> [YOUR TASKS]:
1/ In the radiology app article, what open-source project is the technology based on?
2/ In the radiology app article, replace "doctors" with "physicians" in the passage from "Image: The new" up to and including "install any software.", and give that passage again.

> [DOCUMENT SECTION]:
---------------

Image: The new app allows doctors to share information in real time, without additional software (Photo courtesy of HNC Virtual Solutions).
A new, web-based radiology application enables doctors to view, edit, and share images through any platform (Windows, Android, Linux, iOS) without the need to install any software.

The HNC Virtual Solutions (Wixom, MI, USA) imaging platform allows doctors to load a digital imaging and communications in medicine (DICOM) image directly from any cloud-based or local source, such as a file folder, CD, laptop, USB flash drive or any other external device, providing access to real-time communication and collaboration, as well as offering numerous functionalities, such as screen sharing, screen recording, messaging, and authentication. Once loaded, the image can be shared to anyone in the world without the need to first upload it to a server or cloud.

The technology is based on WebRTC, a free, open-source project that provides all web browsers and mobile applications with real-time communication (RTC) via simple application programming interfaces (APIs), without having to install a plug-in or an app. It allows not only the sharing of photo, audio and video content, but also direct peer-to-peer communication. Traditionally, such radiology applications, require third-party software to be installed onto a computer in order to view DICOM images.

“Utilizing our recently-acquired Sylaps video technology, doctors involved in a collaborative session will be able to add and edit DICOM images in real time. Additionally, this platform will also act as a traditional video conference,” said Julian Shaya, executive vice president of HNC.

Telemedicine is the use of communication and information technologies to provide clinical health care at a distance and improve access to medical services. Although there were distant precursors to telemedicine, it is essentially a product of 20th century telecommunication and information technologies that permits communications between patient and medical staff with both convenience and fidelity, as well as the transmission of medical, imaging and health informatics data from one site to another.

---------------

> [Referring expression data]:
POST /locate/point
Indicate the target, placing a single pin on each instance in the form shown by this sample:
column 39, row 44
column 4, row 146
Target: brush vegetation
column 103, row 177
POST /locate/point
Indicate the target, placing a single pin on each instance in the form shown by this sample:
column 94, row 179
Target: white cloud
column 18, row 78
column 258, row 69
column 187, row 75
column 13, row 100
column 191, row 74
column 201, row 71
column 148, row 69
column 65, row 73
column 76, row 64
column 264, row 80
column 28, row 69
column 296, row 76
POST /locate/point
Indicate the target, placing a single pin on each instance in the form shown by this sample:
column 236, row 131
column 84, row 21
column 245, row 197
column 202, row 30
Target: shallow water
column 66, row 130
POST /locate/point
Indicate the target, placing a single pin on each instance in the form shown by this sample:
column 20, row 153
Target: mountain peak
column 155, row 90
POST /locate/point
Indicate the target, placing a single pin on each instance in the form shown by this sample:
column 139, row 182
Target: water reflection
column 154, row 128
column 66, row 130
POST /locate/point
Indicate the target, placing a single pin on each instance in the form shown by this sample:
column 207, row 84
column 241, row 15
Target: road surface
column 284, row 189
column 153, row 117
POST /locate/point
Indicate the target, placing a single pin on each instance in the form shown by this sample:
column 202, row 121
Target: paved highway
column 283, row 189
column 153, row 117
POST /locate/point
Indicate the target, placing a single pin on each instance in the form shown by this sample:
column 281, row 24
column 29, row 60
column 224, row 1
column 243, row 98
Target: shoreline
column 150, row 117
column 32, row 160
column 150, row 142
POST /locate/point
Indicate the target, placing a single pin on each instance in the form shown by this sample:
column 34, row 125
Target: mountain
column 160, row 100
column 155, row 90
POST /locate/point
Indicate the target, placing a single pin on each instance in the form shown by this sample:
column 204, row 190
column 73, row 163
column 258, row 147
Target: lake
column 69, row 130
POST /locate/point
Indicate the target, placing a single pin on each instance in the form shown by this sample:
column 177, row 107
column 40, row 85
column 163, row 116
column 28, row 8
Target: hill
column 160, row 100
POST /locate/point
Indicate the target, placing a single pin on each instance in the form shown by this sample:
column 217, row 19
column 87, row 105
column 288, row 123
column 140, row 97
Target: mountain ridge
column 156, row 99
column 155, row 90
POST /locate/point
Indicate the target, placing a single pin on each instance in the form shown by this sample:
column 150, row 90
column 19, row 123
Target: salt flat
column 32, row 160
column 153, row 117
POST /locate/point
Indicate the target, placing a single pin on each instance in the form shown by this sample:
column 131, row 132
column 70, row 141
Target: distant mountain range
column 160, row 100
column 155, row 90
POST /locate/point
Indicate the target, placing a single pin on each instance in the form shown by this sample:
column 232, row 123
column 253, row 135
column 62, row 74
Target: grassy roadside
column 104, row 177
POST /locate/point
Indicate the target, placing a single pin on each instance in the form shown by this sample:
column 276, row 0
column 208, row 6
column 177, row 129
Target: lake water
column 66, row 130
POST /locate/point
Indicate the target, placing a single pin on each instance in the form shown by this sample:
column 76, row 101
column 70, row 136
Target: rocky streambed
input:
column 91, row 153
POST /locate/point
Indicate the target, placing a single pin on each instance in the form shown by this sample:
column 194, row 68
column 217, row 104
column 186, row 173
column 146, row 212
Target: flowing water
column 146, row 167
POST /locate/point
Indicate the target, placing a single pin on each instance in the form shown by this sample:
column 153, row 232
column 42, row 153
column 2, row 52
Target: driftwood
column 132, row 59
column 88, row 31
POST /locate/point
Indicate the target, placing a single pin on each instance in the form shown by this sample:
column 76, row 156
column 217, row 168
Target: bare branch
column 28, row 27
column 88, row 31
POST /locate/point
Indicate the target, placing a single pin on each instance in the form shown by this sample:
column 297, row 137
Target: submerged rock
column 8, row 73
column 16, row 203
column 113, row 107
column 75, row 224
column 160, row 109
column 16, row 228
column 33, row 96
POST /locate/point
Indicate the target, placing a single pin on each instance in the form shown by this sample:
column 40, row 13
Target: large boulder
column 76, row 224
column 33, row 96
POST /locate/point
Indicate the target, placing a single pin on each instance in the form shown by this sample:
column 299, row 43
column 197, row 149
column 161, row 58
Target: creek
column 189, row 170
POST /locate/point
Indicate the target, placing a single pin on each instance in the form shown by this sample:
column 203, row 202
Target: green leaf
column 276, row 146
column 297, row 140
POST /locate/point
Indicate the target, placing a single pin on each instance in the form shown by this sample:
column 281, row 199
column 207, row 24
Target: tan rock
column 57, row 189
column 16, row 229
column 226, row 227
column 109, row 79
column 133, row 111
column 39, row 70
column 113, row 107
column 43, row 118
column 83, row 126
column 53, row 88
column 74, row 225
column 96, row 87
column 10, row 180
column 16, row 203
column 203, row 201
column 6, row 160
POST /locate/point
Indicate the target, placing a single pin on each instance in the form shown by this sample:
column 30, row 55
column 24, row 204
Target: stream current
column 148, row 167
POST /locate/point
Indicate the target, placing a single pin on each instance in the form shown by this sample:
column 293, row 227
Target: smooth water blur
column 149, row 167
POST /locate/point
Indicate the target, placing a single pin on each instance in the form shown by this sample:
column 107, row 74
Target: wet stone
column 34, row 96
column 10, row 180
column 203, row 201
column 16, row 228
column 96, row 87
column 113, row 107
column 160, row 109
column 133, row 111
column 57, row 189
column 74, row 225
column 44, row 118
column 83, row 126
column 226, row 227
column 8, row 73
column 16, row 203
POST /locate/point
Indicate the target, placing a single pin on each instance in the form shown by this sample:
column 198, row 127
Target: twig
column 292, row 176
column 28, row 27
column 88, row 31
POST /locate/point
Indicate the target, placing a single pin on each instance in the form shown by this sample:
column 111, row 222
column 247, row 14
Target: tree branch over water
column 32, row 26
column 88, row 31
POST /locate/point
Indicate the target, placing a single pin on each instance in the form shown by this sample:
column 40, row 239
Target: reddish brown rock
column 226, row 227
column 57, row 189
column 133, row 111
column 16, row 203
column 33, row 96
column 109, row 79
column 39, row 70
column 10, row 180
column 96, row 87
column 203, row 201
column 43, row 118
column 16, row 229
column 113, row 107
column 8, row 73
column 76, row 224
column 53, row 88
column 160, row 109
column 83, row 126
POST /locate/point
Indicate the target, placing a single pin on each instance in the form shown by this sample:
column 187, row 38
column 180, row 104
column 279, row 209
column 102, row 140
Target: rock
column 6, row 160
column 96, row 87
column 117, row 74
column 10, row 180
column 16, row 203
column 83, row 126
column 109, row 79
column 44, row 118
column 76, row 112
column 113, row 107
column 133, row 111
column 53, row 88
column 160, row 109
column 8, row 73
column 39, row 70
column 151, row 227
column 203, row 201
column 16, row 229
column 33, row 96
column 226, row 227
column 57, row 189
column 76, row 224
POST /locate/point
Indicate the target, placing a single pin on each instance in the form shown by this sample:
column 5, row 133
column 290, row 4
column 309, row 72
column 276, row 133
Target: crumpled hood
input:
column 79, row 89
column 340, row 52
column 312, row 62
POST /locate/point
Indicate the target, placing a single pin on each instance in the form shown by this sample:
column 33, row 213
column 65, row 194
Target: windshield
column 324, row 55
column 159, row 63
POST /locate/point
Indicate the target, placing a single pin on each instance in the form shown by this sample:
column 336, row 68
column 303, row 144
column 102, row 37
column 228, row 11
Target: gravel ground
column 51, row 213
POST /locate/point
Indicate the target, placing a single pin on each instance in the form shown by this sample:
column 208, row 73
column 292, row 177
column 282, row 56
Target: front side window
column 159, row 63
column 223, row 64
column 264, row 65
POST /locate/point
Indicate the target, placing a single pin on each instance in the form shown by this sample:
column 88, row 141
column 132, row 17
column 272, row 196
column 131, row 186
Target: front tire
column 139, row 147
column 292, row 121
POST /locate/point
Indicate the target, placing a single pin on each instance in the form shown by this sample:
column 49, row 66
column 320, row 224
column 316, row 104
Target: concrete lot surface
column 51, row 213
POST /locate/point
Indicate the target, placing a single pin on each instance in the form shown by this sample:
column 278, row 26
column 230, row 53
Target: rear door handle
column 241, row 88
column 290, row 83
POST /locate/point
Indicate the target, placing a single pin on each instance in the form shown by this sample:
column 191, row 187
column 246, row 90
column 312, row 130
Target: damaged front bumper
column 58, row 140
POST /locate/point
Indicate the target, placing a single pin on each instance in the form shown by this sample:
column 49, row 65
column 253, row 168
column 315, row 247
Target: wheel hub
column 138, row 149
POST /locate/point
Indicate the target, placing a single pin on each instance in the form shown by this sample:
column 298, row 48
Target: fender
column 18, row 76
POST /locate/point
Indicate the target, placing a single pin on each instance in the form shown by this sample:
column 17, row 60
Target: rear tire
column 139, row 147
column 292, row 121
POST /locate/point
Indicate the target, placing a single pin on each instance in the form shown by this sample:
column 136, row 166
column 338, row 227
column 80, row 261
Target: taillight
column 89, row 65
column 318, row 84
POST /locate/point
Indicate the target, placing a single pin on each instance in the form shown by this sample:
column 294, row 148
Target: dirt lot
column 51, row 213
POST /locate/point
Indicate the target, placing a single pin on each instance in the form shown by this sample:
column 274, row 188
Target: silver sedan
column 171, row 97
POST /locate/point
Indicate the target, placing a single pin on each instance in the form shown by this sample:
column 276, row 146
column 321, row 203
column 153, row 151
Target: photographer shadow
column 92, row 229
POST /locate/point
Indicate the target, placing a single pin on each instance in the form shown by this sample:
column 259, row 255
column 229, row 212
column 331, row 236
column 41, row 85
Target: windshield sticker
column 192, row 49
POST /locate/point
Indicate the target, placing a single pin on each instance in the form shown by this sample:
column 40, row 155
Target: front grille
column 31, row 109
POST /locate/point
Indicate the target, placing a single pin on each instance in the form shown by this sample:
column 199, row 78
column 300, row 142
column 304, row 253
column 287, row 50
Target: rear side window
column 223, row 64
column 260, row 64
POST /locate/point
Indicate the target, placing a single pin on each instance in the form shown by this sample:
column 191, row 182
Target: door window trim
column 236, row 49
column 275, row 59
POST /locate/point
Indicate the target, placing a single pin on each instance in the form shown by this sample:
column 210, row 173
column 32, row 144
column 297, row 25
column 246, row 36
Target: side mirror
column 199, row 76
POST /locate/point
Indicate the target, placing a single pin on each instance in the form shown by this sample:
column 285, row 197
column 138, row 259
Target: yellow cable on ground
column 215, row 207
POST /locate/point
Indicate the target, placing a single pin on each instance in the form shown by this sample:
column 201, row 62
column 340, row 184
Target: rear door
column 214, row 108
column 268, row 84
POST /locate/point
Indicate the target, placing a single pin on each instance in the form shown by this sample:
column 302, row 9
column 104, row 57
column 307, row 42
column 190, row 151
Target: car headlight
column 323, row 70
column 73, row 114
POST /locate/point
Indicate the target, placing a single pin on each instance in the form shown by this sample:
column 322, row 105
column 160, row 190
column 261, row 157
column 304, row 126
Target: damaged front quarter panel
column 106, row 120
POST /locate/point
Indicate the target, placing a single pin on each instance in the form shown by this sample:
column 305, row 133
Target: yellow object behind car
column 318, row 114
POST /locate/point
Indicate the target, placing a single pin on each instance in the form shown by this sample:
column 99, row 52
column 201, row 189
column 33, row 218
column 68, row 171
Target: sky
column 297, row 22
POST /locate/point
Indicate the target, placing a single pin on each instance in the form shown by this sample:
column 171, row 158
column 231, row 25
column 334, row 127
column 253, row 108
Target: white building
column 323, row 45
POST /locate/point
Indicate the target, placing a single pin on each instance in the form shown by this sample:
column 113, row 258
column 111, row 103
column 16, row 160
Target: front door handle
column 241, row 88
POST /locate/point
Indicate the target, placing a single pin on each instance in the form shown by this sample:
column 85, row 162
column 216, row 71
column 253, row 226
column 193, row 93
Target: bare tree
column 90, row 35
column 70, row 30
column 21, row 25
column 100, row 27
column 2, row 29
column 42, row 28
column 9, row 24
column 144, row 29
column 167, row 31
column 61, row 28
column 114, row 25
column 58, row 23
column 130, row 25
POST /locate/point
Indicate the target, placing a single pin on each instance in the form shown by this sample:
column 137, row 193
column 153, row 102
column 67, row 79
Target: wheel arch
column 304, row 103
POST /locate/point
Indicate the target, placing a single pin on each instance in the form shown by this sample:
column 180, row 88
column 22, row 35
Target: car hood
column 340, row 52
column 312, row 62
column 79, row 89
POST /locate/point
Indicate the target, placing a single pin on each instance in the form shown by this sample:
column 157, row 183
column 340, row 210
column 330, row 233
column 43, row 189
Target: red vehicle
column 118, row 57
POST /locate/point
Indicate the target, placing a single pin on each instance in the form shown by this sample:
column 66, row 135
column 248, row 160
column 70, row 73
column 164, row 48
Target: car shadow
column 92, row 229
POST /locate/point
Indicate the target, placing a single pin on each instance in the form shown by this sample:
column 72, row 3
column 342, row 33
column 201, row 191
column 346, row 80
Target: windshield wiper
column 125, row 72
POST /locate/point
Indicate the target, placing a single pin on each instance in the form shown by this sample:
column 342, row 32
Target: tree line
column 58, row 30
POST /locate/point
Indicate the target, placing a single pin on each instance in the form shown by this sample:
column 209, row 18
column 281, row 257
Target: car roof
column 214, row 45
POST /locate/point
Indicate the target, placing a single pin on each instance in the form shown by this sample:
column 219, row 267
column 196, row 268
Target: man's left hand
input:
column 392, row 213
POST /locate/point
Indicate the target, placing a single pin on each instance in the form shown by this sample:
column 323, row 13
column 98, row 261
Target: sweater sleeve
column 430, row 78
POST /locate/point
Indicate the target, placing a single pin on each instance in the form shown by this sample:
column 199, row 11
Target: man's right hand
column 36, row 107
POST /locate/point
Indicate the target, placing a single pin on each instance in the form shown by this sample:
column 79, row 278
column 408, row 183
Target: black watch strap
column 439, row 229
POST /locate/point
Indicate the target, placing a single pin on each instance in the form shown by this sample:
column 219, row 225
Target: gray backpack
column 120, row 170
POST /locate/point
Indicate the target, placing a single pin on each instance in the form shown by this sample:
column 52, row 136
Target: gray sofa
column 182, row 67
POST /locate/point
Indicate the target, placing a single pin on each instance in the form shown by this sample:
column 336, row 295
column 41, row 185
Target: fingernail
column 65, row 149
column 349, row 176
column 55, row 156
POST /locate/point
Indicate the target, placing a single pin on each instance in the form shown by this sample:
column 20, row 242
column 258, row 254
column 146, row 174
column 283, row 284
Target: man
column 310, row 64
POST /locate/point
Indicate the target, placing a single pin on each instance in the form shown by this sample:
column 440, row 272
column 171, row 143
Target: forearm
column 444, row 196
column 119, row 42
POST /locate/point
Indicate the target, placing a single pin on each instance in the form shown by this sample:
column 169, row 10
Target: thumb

---------------

> [ANSWERS BELOW]:
1/ WebRTC

2/
Image: The new app allows physicians to share information in real time, without additional software (Photo courtesy of HNC Virtual Solutions).
A new, web-based radiology application enables physicians to view, edit, and share images through any platform (Windows, Android, Linux, iOS) without the need to install any software.